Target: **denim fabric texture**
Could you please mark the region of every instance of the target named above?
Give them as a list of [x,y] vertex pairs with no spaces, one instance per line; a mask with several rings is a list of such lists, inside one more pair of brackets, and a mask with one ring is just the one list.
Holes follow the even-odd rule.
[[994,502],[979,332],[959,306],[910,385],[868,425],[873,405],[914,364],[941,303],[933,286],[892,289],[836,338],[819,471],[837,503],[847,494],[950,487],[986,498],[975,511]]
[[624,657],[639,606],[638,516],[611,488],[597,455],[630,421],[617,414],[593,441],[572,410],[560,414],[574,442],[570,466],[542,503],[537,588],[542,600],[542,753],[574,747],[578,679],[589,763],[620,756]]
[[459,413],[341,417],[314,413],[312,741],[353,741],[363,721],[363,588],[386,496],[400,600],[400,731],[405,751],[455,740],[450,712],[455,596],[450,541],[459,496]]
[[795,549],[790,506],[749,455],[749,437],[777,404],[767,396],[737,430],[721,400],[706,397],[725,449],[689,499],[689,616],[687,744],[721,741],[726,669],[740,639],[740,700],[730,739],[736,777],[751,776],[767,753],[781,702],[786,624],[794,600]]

▶ _Problem to solve_
Format every line of the records above as a JSON array of strings, one string per line, leaving out blank lines.

▶ _Solution_
[
  "Target: **denim fabric texture**",
  "Could you please mark the region of every instance of the target named above?",
  "Give them as a list of [x,y] vertex pairs with no spaces, one instance per line; a mask with several rings is a list of such lists, inside one more pair of brackets, and a mask with one ring is just the one list.",
  "Holes follow the even-odd rule.",
  "[[994,502],[979,332],[959,306],[910,385],[868,425],[873,405],[914,364],[941,303],[933,286],[892,289],[836,338],[819,471],[837,503],[847,494],[950,487],[986,498],[975,511]]",
  "[[624,657],[639,606],[638,516],[611,488],[597,455],[630,421],[617,414],[593,441],[572,410],[560,414],[574,442],[570,466],[542,503],[537,588],[542,600],[542,753],[574,747],[578,679],[589,763],[620,756]]",
  "[[459,413],[341,417],[314,413],[312,741],[353,741],[363,721],[363,588],[386,496],[400,600],[400,731],[405,751],[455,740],[450,712],[455,596],[450,541],[459,496]]",
  "[[795,549],[790,506],[749,455],[749,437],[777,404],[767,396],[737,430],[721,400],[706,397],[725,449],[689,499],[689,616],[687,744],[721,741],[726,669],[740,639],[740,700],[730,739],[736,777],[751,776],[767,753],[781,702],[786,624],[794,600]]"
]